My Lords, that is my next point. Perhaps we may keep this debate structured. There are two separate issues here. There is the amendment that the noble Lord chose not to move, which refers to "member" as opposed to "member-nominated". My noble friend was right to ask whether we are in fact revisiting a previous issue that the noble Lord chose not to move. The point here is that, under the noble Lord's amendment that he chose not to move, there could be a board made up of members of the scheme, none of whom were "member-nominated". That is why I would have been very happy to oppose that. Almost everyone employed in the entire company—management or otherwise—would be a member of a scheme but not necessarily member-nominated.
The noble Lord indeed raised his second point in Committee, which was that they could be outsiders. Yes, it is the case that members could choose to nominate as their "voice" on the trustees board someone who is not employed in that scheme. The reason is obvious. There can be quite modest-sized companies in which membership, at least for a time, may feel under equipped through training and so forth to take on all of the responsibilities. They may well wish to stiffen the expertise on their side by bringing in a colleague from outside the company.
But—this is the key—a member-nominated trustee who is not a member of the scheme has to be approved by the employer. We said that in Committee. It could be that the employer is concerned that the member-nominated trustee who is an outsider works for, say, a rival company, which is perfectly legitimate. The employer has the power to veto without having to give cause, so to speak.

# # #

- _Short problem 1_: Decide whether each statement agrees with the debate excerpt, answering yes or no and quoting the deciding words: (a) A member-nominated trustee who is not a member of the scheme needs the employer's approval. (b) The employer must give a reason when vetoing such a trustee. (c) The noble Lord's second point was first raised in this debate rather than in Committee.
- _Short problem 2_: Reproduce the debate excerpt verbatim, starting at "My Lords, that" and ending at "not necessarily member-nominated.".

# # #

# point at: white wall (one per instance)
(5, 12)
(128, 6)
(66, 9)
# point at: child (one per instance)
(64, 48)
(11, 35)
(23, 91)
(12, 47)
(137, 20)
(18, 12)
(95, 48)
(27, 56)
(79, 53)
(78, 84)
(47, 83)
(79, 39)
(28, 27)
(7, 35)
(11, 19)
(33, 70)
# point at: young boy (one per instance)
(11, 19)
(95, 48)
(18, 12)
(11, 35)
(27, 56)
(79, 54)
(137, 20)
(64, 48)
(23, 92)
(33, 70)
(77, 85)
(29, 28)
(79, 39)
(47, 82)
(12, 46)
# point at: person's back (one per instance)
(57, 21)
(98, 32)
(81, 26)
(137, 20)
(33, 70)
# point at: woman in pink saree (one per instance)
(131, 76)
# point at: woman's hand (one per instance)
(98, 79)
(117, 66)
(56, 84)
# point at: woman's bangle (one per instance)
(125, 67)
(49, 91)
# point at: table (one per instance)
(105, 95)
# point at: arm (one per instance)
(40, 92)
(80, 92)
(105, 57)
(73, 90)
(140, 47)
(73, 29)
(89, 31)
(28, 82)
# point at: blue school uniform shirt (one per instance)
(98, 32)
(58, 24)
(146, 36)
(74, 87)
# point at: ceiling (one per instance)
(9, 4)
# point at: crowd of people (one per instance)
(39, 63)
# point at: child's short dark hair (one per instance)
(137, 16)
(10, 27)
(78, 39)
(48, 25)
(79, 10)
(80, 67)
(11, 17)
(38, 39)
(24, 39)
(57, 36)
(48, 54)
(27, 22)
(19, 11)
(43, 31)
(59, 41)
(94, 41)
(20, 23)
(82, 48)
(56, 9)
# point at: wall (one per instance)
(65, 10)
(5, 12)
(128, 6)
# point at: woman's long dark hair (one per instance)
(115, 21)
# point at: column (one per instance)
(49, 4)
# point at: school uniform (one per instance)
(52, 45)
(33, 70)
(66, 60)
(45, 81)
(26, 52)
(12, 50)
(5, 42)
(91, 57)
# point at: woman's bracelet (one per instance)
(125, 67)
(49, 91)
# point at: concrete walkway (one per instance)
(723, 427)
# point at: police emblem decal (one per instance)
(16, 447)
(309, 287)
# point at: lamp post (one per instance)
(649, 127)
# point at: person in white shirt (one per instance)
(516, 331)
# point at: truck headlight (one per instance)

# # #

- _Written reply 1_:
(a) Yes: "a member-nominated trustee who is not a member of the scheme has to be approved by the employer"
(b) No: "The employer has the power to veto without having to give cause, so to speak."
(c) No: "The noble Lord indeed raised his second point in Committee"

- _Written reply 2_:
My Lords, that is my next point. Perhaps we may keep this debate structured. There are two separate issues here. There is the amendment that the noble Lord chose not to move, which refers to "member" as opposed to "member-nominated". My noble friend was right to ask whether we are in fact revisiting a previous issue that the noble Lord chose not to move. The point here is that, under the noble Lord's amendment that he chose not to move, there could be a board made up of members of the scheme, none of whom were "member-nominated". That is why I would have been very happy to oppose that. Almost everyone employed in the entire company—management or otherwise—would be a member of a scheme but not necessarily member-nominated.